- _Problem_:
All of the data should be copied exactly, with the pictures left out.

=-=-=

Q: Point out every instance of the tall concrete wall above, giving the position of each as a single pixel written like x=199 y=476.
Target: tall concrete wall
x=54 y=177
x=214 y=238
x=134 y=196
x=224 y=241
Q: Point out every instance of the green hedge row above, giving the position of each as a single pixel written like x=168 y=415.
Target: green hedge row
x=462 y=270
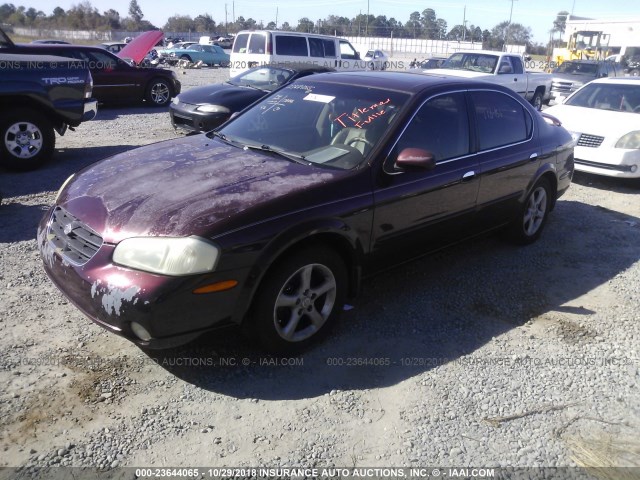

=-=-=

- _Result of the exercise_:
Q: Point out every instance of the tall concrete wall above, giving the position of each as a single pixel written like x=199 y=476.
Target: tall concrete wall
x=54 y=177
x=214 y=238
x=134 y=196
x=224 y=241
Q: Point out every instance of the green hedge row above, giving the position of each as a single pixel written like x=168 y=415.
Target: green hedge row
x=462 y=270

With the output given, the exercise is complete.